§ DATA IN THIS EXERCISE

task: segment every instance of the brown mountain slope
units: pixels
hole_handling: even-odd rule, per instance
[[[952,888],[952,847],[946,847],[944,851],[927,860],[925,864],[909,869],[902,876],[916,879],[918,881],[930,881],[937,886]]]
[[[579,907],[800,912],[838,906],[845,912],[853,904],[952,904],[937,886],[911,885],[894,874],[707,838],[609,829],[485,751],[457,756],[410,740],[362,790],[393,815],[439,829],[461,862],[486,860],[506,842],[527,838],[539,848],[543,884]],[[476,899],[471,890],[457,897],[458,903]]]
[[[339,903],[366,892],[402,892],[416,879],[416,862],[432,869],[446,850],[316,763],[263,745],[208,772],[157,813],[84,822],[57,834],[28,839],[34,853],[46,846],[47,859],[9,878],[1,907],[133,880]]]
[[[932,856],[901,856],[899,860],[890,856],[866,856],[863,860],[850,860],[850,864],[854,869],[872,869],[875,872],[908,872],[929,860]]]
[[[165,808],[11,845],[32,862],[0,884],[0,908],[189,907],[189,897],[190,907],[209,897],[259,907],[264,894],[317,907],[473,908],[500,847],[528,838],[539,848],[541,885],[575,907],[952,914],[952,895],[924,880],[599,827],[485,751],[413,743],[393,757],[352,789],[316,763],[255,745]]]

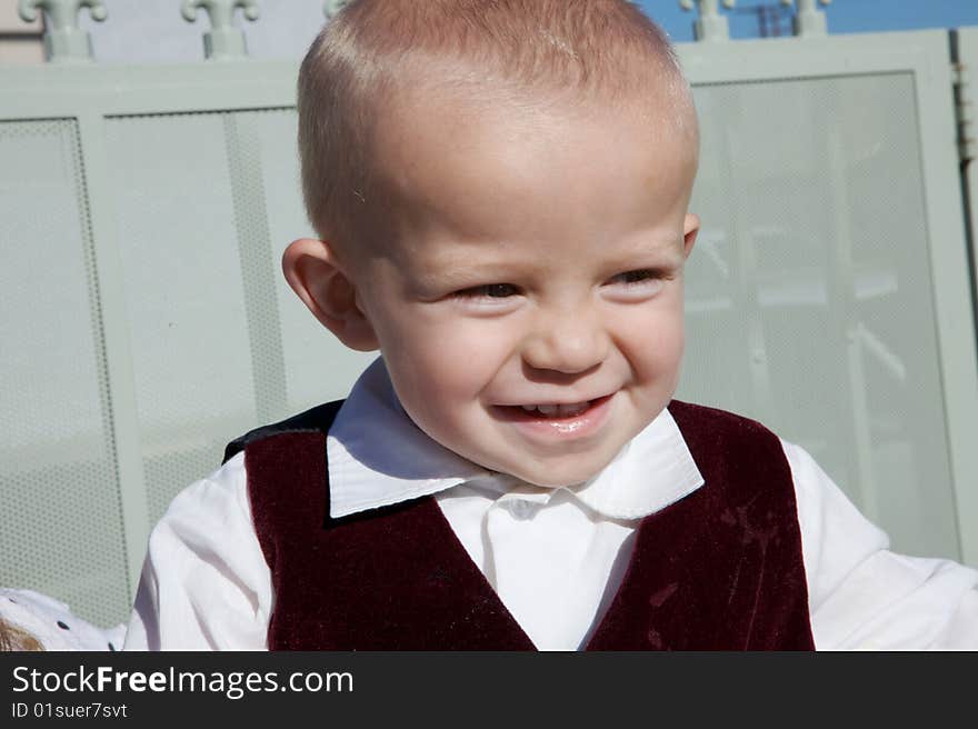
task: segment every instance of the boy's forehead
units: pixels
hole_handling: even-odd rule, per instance
[[[617,234],[688,202],[695,148],[645,104],[437,93],[391,111],[371,147],[383,226],[398,233]],[[403,240],[393,233],[383,231],[386,246]]]
[[[375,117],[372,172],[386,187],[410,193],[418,177],[439,172],[465,183],[467,176],[502,169],[518,181],[520,170],[532,172],[542,158],[561,157],[578,162],[569,174],[587,177],[593,171],[589,162],[601,161],[595,158],[621,156],[653,163],[649,177],[673,173],[677,183],[686,182],[698,158],[696,119],[676,117],[695,111],[677,111],[668,96],[610,106],[459,86],[393,94]]]

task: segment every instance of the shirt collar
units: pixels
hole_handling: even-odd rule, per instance
[[[383,359],[353,385],[326,439],[333,518],[438,493],[467,481],[518,485],[429,438],[401,408]],[[567,487],[585,506],[613,519],[653,513],[703,479],[668,410],[590,480]]]

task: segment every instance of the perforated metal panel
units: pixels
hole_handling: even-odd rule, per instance
[[[87,193],[73,120],[0,122],[0,585],[128,611]]]
[[[804,446],[897,549],[959,553],[914,77],[703,86],[680,397]],[[710,123],[721,119],[720,123]]]
[[[154,522],[224,443],[342,397],[366,360],[283,282],[308,229],[293,110],[118,117],[108,140]]]

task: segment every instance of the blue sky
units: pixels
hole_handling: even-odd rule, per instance
[[[696,12],[679,7],[679,0],[642,0],[646,12],[677,42],[692,40]],[[780,6],[779,0],[737,0],[734,10],[721,8],[734,38],[756,38],[757,14],[745,12],[760,4]],[[787,8],[786,12],[790,12]],[[978,26],[978,0],[832,0],[822,7],[830,33],[866,33],[920,28]],[[785,27],[791,27],[785,16]]]

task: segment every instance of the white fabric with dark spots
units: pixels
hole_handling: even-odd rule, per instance
[[[30,633],[44,650],[120,650],[126,625],[102,629],[79,618],[63,602],[34,592],[0,588],[0,618]]]

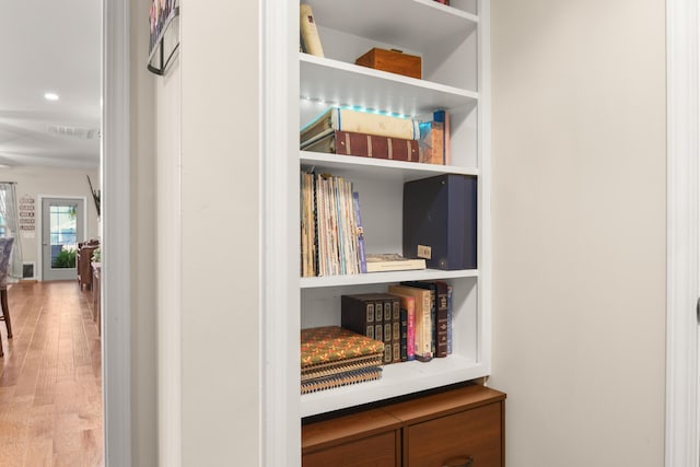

§ PROMPT
Please copy out all the data above with "even-odd rule" renamed to "nonzero rule", changing nothing else. Leave the pictures out.

§ ANSWER TO THE EXERCISE
task: segment every instance of the brown mountain slope
units: pixels
hole_handling: nonzero rule, per instance
[[[952,888],[952,847],[946,847],[944,851],[927,860],[925,864],[909,869],[902,876],[916,879],[918,881],[930,881],[937,886]]]
[[[579,907],[800,912],[838,906],[845,912],[853,904],[952,904],[937,886],[911,885],[894,874],[707,838],[609,829],[485,751],[457,756],[410,740],[362,790],[393,815],[439,829],[461,862],[486,860],[506,842],[527,838],[539,848],[543,884]],[[476,899],[471,890],[457,897],[458,903]]]
[[[339,903],[366,892],[402,892],[416,879],[416,862],[432,869],[446,850],[316,763],[263,745],[208,772],[157,813],[84,822],[57,834],[28,839],[34,853],[46,846],[47,859],[9,878],[1,907],[133,880]]]
[[[932,856],[901,856],[899,860],[890,856],[866,856],[863,860],[850,860],[850,864],[854,869],[872,869],[875,872],[908,872],[929,860]]]
[[[165,808],[11,845],[32,862],[0,884],[0,908],[189,907],[189,897],[190,907],[209,897],[259,907],[264,894],[317,907],[473,908],[500,847],[528,838],[539,848],[541,885],[575,907],[952,914],[952,895],[924,880],[599,827],[485,751],[413,743],[393,757],[352,789],[316,763],[255,745]]]

task: segment every instance of the boy's forehead
units: pixels
hole_handling: nonzero rule, per instance
[[[617,234],[688,202],[695,148],[645,104],[437,93],[391,111],[371,147],[383,226],[398,233]],[[403,240],[393,233],[383,231],[386,246]]]
[[[375,117],[372,172],[386,187],[410,193],[418,177],[439,172],[465,183],[467,176],[502,169],[518,181],[520,170],[532,172],[542,158],[561,157],[578,162],[569,174],[587,177],[593,171],[589,162],[601,161],[595,158],[621,156],[653,163],[649,177],[673,173],[677,183],[686,182],[698,158],[696,119],[676,117],[695,111],[677,111],[668,96],[610,106],[459,86],[393,94]]]

task: segment every instance of the shirt collar
units: pixels
hole_handling: nonzero rule, per instance
[[[383,359],[353,385],[326,439],[333,518],[438,493],[467,481],[518,485],[429,438],[401,408]],[[567,487],[585,506],[613,519],[653,513],[703,479],[668,410],[590,480]]]

task: segment every instance of the perforated metal panel
units: pixels
hole_handling: nonzero rule, per instance
[[[87,193],[73,120],[0,122],[0,585],[128,611]]]
[[[804,446],[897,549],[959,553],[914,77],[703,86],[680,397]],[[710,123],[721,119],[720,123]]]
[[[154,522],[224,443],[342,397],[366,360],[283,282],[308,229],[293,110],[118,117],[108,140]]]

task: segment every instance of the blue sky
units: pixels
hole_handling: nonzero rule, per instance
[[[696,12],[679,7],[679,0],[642,0],[646,12],[677,42],[692,40]],[[780,6],[779,0],[737,0],[734,10],[721,8],[734,38],[756,38],[757,14],[745,12],[760,4]],[[787,8],[786,12],[790,12]],[[978,26],[978,0],[832,0],[822,7],[830,33],[866,33],[920,28]],[[785,27],[791,27],[785,16]]]

task: segment every instance of the white fabric with dark spots
units: pixels
hole_handling: nonzero rule, per instance
[[[30,633],[44,650],[120,650],[126,625],[102,629],[79,618],[63,602],[34,592],[0,588],[0,618]]]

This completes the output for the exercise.